Given problem a
What does the social distance detection article give as the current fastest speed for video object detection?

Provided passage
Social Distance Detection Application - Phase 2


Euclidean Distance Bird-eye Converted
Distance Measuring with Euclidean(left) & Bird-eye view(right)

Project Discription

This article continues the “Social Distance Detection Application - Phase 1” topic. In this post, we will talk about object detection models in depth, performance for YOLOv5 and Detectron2 in Colab default GPU and the bird eye view conversion improves social distance measurement

Mask ON 😷.


YOLOv5 is the latest model(up to 8/11/2020) of YOLO family, and is inarguably the fastest and most accurate YOLO model amongst or versions, all even in the industry. YOLO is notoriously famous for its inference speed and weight/model size, and the team is also crazy about enhancing the performance on those aspects. Currently the fastest speed for video object detection is up to 140FPS, and even compatible on mobile devices.

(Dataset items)
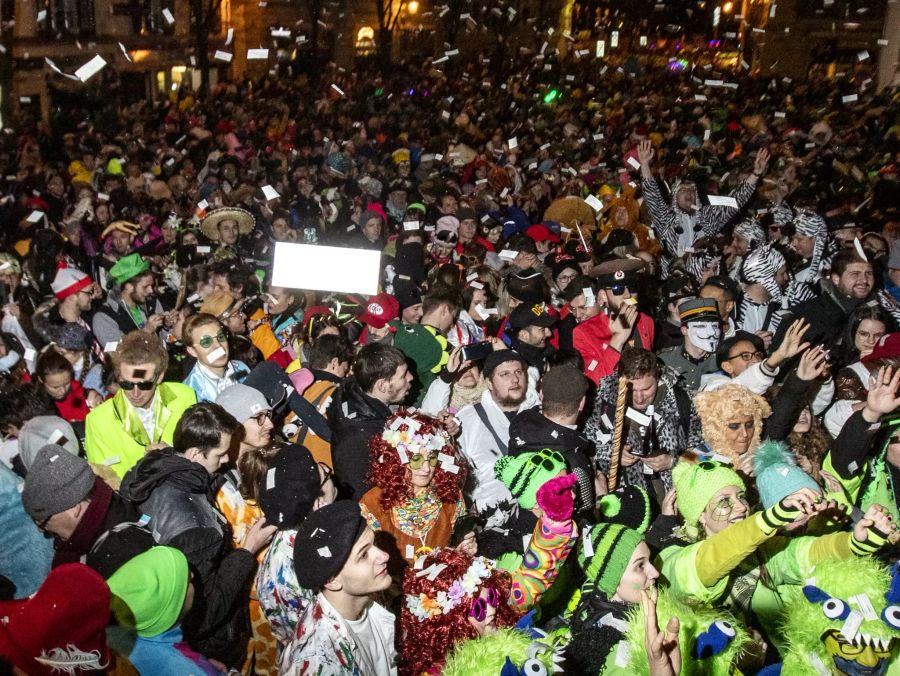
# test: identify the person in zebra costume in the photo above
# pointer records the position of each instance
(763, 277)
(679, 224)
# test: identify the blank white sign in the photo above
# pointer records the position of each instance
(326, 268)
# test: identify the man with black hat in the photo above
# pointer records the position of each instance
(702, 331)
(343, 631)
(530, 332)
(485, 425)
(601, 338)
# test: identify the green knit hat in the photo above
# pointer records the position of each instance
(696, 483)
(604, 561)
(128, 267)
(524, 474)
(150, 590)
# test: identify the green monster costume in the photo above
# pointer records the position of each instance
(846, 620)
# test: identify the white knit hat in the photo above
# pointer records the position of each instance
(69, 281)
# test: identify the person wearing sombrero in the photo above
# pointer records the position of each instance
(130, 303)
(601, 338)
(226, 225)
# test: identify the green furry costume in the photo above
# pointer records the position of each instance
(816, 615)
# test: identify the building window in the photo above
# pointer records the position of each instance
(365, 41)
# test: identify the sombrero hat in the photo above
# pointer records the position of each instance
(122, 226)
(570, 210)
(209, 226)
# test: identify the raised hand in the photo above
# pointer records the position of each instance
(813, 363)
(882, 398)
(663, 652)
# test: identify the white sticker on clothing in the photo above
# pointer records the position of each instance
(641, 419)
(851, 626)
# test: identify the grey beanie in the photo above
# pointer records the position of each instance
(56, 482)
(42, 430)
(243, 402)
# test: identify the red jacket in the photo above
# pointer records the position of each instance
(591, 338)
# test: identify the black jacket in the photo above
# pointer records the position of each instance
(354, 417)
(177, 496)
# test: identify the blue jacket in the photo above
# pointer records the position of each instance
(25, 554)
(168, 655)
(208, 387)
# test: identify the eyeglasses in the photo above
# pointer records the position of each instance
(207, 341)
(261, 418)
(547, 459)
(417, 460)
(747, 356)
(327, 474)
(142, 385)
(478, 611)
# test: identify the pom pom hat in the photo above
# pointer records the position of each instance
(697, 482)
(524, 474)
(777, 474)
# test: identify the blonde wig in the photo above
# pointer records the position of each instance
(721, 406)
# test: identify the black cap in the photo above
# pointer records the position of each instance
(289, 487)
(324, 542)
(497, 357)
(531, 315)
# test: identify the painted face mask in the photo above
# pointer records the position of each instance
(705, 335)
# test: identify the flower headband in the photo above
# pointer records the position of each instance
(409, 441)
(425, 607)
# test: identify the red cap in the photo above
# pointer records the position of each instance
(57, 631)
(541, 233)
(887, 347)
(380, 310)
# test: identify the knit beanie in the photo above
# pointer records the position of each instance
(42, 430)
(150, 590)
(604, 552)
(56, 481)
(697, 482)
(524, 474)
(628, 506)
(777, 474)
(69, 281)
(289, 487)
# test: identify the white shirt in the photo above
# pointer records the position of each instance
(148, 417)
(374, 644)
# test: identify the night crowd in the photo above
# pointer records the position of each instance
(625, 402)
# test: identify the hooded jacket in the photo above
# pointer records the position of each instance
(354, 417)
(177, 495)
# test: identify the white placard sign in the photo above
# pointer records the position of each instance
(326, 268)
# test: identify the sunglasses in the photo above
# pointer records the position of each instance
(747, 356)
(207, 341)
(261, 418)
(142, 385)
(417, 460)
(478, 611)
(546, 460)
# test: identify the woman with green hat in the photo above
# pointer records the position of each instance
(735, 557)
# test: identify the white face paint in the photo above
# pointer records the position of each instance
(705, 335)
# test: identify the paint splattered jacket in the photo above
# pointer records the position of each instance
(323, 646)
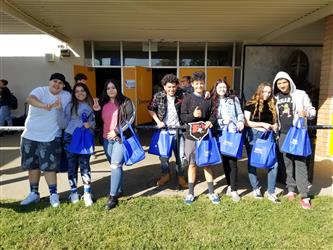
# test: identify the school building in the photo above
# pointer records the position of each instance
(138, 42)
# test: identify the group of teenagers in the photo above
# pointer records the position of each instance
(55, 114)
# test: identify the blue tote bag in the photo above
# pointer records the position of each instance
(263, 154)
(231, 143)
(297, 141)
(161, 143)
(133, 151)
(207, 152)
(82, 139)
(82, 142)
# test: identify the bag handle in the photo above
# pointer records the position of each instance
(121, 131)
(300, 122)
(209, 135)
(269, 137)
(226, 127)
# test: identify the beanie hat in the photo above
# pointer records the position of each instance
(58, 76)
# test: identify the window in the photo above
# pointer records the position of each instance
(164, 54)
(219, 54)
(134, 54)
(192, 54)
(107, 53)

Given problem b
Pick out every line of the rows that contains the word "costume".

Written response a
Up to 140 FPS.

Written response b
# test: identify the person in zebra costume in the photo above
# test: identify the green monster costume in the photo above
# test: identify the green furry costume in the photo above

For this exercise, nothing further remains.